- 本文 -
● ● ● ●
施設によって差異があるので事前チェックを念入りに

グループホームの基本的な勤務体制としては、介護福祉士やヘルパーが主となって、スタッフが介護を中心に入居者支援を行いながら、入居者とともに日常生活をしています。パートとして働く場合は調理や掃除などの家事全般を受け持ちつつ、介助も行うのが一般的です。他の介護施設と異なり、グループホームでは注射や点滴と言った医療行為はほとんどなく、バイタルのチェックや薬の管理のような健康管理が主体なので、ケアにおける精神的負担が少ないのが特徴です。

ただ、勤務地によっては要介護度の高くない人が集まっているところもあれば、一方で要介護度の高い人が集まっているグループホームもあるので、パートで働くとはいえ自分の施設にいる要介護者の人たちがどんな人かをよく見極めることが大切です。介護施設のなかでグループホームは比較的融通の利く職場ですが、まずはバイト求人情報などを使って、どういった手当が出るのか、勤務体系はどうなのかなどを事前にしっかりと調べておく必要があります。

まずは日勤から働いて利用入所者とコミュニケーションを図ること

介護経験のあまりない方、あるいは未経験の方は、同じパート職であっても就業時間については特に入念に調べましょう。通常、グループホームの利用入所者は18名、2ユニットとなっています。24時間体制でシフトが組まれるグループホームの仕事では、夜勤スタッフの人材不足が多いため、この時間帯に働くよう頼まれるケースがあります。

夜勤スタッフは基本的に一人しかいません。介護経験未経験の方が1ユニット9名の利用入所者のお世話をひと晩看ることは精神的にも肉体的にもかなりきついものがあります。なかには無資格、未経験のパートの方を夜勤だけで雇う施設もあります。これは施設にとっても、パートの人にとってもリスクが高く、万が一の事故も想定されます。まずは日勤から始めて、利用入所者とコミュニケーションを図り、日常業務をじっくり覚えていくことが重要です。
● ● ● ●
- データ抜粋 -
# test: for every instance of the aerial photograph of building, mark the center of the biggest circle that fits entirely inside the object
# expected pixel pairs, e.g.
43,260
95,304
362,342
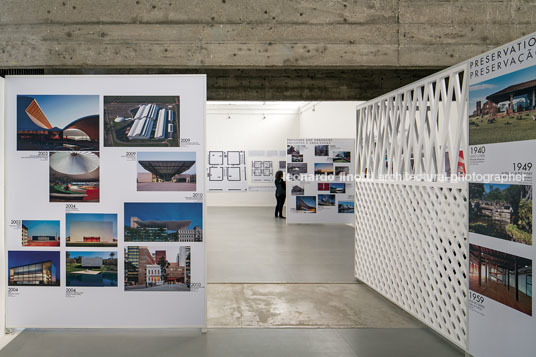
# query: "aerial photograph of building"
166,171
501,211
157,268
91,230
503,109
37,233
33,268
74,176
58,122
163,222
91,268
502,277
306,204
141,121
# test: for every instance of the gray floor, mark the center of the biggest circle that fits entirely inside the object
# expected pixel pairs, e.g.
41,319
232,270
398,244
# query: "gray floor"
303,305
414,342
249,245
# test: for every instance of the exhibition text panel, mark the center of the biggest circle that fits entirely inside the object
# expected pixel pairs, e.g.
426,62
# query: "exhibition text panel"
104,200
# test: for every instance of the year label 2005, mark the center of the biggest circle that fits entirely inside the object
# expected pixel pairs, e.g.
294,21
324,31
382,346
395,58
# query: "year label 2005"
476,297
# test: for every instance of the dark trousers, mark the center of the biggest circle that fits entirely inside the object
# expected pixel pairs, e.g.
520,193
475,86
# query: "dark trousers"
279,207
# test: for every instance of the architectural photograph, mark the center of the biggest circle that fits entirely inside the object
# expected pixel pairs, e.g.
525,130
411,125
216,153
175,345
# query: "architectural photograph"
40,233
296,158
157,269
500,276
163,222
297,189
306,204
74,176
503,109
166,171
342,156
354,178
33,268
294,168
90,268
345,206
326,200
323,186
141,121
321,150
58,122
91,229
337,187
501,211
322,168
342,170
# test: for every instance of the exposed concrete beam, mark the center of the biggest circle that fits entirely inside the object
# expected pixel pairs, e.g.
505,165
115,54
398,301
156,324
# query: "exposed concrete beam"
255,34
280,84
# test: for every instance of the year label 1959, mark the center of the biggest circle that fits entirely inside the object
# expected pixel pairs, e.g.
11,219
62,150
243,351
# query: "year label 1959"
522,166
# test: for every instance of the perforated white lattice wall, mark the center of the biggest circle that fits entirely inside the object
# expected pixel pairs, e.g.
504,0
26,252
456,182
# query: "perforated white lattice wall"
411,232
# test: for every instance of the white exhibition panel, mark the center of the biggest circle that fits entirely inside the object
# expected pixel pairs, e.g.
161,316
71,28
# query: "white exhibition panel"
411,235
502,139
31,195
263,165
324,196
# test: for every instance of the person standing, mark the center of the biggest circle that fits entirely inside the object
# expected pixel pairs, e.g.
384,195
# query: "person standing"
280,193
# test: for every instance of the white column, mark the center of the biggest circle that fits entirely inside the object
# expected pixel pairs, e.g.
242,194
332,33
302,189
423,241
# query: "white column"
3,253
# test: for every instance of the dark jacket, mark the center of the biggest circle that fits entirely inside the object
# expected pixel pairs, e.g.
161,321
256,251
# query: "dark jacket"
280,188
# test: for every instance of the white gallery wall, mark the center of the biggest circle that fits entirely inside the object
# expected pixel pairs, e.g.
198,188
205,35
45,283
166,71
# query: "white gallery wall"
328,120
267,126
249,126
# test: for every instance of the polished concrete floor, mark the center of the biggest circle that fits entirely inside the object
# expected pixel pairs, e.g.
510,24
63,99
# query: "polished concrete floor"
273,290
249,245
303,305
415,342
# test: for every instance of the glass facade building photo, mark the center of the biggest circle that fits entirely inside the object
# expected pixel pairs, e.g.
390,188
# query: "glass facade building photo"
33,268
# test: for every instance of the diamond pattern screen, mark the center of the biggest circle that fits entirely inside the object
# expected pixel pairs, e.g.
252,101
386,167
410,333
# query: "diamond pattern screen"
411,231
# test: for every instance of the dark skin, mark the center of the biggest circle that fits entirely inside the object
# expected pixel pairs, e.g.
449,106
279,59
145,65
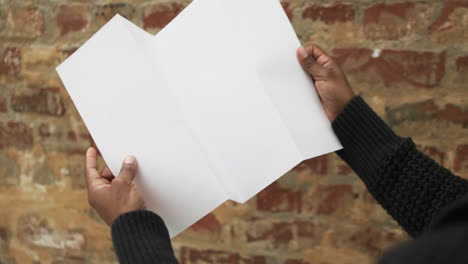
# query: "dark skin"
112,196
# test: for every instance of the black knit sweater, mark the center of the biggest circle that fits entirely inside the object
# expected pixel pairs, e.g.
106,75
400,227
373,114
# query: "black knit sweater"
427,200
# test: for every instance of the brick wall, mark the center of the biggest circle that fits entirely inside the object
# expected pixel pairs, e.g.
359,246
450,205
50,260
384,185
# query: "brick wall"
408,59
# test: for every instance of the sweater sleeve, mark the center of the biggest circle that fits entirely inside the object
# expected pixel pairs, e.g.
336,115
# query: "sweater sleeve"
409,185
142,237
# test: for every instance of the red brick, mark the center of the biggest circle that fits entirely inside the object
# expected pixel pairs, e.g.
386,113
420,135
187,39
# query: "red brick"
34,229
462,63
24,22
419,69
10,63
296,261
279,234
209,223
160,15
3,107
375,12
103,13
427,110
332,196
329,14
60,139
392,21
461,159
72,18
275,198
46,101
318,165
192,255
15,134
443,22
308,229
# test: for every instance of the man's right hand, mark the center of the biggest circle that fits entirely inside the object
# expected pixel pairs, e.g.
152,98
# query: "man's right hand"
330,81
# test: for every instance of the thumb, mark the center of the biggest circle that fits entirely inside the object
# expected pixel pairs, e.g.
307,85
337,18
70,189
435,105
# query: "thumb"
129,169
314,61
● ● ● ●
- 課題の内容 -
• 1. 本文について、次の問いに答えなさい。
(a) 他の介護施設と比べて、グループホームのケアにおける精神的負担が少ないのはなぜか。
(b) 通常、グループホームの利用入所者は何名で、何ユニットか。
(c) 夜勤スタッフは基本的に何人か。
• 2. 本文のうち、「ただ、勤務地によっては要介護」で始まり「と調べておく必要があります。」で終わる部分を、一字一句違えずに書き写しなさい。
本文の内容だけを手がかりにして答えること。

- 解答 -
• 1.
(a) 注射や点滴といった医療行為がほとんどなく、バイタルのチェックや薬の管理のような健康管理が主体だから。
(b) 18名、2ユニット。
(c) 一人。

• 2.
ただ、勤務地によっては要介護度の高くない人が集まっているところもあれば、一方で要介護度の高い人が集まっているグループホームもあるので、パートで働くとはいえ自分の施設にいる要介護者の人たちがどんな人かをよく見極めることが大切です。介護施設のなかでグループホームは比較的融通の利く職場ですが、まずはバイト求人情報などを使って、どういった手当が出るのか、勤務体系はどうなのかなどを事前にしっかりと調べておく必要があります。